- **AUFGABE**:
Ermittle, in wie vielen der folgenden Zeilen das Wort „Above“ vorkommt. Gib nur die Zahl an.

+++

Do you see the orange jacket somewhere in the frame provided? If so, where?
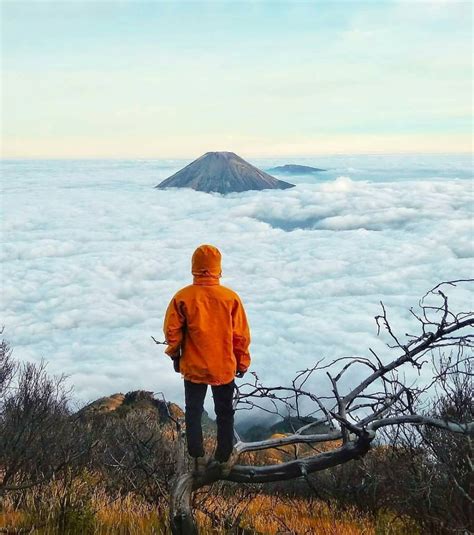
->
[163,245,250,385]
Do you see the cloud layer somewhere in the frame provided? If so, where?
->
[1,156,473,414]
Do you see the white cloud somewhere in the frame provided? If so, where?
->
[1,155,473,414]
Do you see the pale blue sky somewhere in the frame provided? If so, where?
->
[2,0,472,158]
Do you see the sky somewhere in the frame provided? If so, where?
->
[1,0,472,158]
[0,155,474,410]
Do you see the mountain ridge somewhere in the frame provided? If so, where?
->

+++

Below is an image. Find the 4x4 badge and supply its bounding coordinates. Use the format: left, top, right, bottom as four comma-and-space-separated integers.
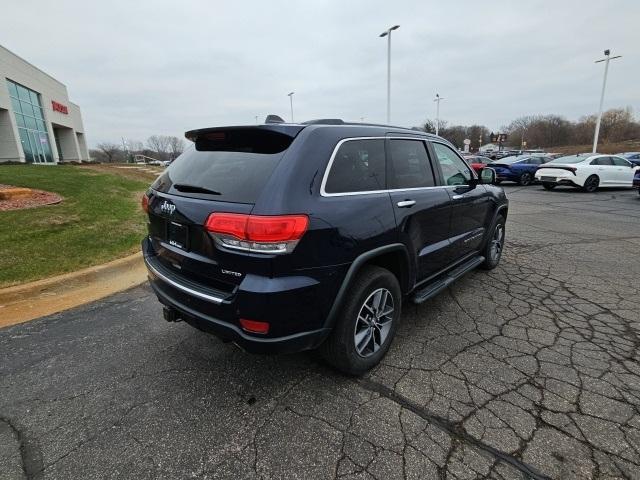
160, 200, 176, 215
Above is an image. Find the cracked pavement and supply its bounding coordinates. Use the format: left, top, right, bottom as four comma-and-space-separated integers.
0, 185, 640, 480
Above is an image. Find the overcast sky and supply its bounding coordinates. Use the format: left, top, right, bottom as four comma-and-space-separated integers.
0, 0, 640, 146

+++

- **LÖSUNG**:
2